### WORK INSTRUCTION
Give every line of the records exactly, please, from the first up to and including the one containing "target | red piping on jersey".

____ INFORMATION PROVIDED

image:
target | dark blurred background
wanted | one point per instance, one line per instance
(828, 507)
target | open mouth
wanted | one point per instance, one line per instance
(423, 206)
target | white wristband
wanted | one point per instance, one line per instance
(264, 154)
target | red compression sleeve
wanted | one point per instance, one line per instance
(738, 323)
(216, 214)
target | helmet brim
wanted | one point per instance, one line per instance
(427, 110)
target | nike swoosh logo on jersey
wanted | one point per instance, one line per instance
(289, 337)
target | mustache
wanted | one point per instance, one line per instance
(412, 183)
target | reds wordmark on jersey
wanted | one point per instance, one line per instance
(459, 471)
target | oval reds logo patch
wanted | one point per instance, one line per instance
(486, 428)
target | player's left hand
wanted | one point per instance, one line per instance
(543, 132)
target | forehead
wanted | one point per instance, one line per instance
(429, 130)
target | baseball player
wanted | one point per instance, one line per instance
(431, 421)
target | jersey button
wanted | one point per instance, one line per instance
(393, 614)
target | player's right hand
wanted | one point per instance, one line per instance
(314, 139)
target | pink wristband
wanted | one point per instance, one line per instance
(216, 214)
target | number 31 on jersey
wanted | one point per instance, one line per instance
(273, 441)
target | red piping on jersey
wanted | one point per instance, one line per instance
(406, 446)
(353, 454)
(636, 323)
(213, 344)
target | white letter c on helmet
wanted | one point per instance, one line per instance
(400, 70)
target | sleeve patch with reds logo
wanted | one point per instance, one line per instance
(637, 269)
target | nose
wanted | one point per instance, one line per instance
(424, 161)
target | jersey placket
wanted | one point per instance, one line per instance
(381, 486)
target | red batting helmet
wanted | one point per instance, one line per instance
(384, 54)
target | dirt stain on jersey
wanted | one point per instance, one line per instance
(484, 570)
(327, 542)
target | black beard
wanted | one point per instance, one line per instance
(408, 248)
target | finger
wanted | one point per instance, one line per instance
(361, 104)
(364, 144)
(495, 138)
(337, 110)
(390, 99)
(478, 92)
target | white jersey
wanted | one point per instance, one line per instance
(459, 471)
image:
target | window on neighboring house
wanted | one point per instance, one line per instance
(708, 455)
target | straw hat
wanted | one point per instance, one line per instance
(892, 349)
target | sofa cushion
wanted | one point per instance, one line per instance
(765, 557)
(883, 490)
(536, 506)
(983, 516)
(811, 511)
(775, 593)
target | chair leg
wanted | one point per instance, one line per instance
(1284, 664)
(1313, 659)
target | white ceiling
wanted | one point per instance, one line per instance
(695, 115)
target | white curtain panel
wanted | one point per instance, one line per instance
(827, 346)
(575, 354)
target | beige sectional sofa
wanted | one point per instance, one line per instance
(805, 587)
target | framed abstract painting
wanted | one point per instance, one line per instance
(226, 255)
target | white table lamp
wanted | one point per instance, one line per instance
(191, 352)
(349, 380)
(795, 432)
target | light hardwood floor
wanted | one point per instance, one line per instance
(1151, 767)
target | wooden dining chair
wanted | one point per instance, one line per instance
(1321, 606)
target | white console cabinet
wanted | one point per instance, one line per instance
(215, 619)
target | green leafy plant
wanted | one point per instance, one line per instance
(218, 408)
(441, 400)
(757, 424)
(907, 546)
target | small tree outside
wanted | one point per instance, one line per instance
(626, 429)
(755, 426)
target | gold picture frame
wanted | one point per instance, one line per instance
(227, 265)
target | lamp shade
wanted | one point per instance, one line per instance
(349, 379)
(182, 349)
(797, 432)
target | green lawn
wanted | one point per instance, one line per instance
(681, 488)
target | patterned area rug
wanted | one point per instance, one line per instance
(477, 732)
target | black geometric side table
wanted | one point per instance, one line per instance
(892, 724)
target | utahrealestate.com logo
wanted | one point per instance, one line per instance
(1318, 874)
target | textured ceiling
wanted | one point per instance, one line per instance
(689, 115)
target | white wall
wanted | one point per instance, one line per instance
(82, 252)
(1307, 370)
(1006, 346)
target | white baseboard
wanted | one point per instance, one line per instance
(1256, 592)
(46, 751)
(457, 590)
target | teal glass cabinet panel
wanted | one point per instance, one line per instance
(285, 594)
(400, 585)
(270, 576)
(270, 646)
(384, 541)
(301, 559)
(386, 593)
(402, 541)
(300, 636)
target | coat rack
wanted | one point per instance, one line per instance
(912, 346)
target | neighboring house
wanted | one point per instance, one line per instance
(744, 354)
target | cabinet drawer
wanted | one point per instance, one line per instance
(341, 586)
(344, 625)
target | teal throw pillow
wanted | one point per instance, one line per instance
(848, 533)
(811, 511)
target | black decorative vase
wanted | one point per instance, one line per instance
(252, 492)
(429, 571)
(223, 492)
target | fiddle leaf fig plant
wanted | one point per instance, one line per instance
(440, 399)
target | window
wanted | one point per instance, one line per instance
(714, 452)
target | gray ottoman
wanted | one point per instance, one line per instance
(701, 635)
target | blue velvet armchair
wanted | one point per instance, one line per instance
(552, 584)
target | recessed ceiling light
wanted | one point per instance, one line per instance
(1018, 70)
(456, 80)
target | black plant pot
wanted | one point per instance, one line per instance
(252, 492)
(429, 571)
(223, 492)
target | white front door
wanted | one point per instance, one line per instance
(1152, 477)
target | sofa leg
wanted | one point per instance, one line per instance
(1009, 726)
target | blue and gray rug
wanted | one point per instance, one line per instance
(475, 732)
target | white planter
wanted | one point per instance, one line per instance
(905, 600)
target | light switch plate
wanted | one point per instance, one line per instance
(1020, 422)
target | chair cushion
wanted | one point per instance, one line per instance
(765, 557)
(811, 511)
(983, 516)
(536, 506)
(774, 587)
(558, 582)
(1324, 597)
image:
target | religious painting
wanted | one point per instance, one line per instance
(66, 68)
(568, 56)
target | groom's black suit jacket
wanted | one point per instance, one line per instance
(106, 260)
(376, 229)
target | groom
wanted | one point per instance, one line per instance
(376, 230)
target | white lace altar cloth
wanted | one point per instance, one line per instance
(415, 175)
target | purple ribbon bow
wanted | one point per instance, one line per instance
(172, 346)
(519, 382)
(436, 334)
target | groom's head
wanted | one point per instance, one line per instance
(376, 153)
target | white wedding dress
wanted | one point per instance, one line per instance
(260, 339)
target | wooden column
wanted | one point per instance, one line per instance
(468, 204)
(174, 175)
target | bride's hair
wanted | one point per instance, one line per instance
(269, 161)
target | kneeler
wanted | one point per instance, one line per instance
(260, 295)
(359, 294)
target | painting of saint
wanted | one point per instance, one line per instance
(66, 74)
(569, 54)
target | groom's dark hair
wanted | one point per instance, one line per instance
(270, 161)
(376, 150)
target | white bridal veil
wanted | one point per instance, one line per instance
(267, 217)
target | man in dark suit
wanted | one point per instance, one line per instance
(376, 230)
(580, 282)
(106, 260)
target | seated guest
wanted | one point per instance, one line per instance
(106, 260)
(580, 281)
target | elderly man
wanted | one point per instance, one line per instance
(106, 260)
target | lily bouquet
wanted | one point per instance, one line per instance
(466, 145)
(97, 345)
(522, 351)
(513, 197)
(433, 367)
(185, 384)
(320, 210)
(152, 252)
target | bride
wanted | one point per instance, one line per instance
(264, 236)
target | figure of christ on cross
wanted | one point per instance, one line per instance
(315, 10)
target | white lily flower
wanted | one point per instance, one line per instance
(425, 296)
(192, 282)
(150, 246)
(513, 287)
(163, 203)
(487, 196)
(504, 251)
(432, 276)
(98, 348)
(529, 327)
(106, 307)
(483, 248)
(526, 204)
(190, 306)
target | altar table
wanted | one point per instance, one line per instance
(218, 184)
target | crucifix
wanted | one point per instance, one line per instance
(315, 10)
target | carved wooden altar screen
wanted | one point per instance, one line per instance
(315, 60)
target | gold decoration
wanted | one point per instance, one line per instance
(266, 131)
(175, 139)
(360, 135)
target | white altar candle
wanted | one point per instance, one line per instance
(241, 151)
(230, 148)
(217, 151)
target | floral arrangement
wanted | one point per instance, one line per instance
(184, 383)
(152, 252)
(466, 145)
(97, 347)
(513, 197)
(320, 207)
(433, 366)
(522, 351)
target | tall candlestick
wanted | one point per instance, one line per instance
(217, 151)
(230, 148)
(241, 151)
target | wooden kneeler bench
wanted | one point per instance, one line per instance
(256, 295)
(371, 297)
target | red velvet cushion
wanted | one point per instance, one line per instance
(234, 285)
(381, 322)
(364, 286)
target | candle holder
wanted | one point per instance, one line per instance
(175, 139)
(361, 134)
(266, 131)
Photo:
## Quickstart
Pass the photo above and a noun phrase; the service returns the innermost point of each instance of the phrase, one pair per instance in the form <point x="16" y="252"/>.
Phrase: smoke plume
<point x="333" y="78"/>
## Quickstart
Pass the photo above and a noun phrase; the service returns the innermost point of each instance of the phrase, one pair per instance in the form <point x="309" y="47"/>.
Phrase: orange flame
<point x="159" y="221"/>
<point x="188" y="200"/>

________

### RESULT
image:
target | dark blurred background
wanted | one point per instance, one line per instance
(828, 507)
target | open mouth
wanted | one point per instance, one line per instance
(423, 206)
target | white wristband
wanted | one point per instance, one line per instance
(264, 154)
target | red compression sleeve
wanted | one point per instance, one line per instance
(738, 323)
(216, 214)
target | helmet brim
wanted | one point per instance, one line per instance
(427, 110)
target | nike swoosh logo on jersey
wanted | one point per instance, one line per instance
(289, 337)
target | mustache
wanted | one point per instance, one line per instance
(412, 183)
target | reds wordmark on jersey
wanted | one point per instance, one line per instance
(459, 471)
target | oval reds logo patch
wanted | one point per instance, one line per instance
(486, 428)
target | player's left hand
wanted | one point per instance, one line per instance
(543, 132)
target | forehead
wanted | one point per instance, one line per instance
(429, 130)
target | baseball player
wanted | one point per instance, one line per instance
(431, 421)
target | jersey button
wanted | one point per instance, one line per instance
(393, 614)
target | player's right hand
wanted | one point per instance, one line per instance
(314, 139)
target | pink wristband
wanted | one point per instance, one line per instance
(216, 214)
target | number 31 on jersey
wanted | one point per instance, one line per instance
(273, 441)
target | red piping on jersey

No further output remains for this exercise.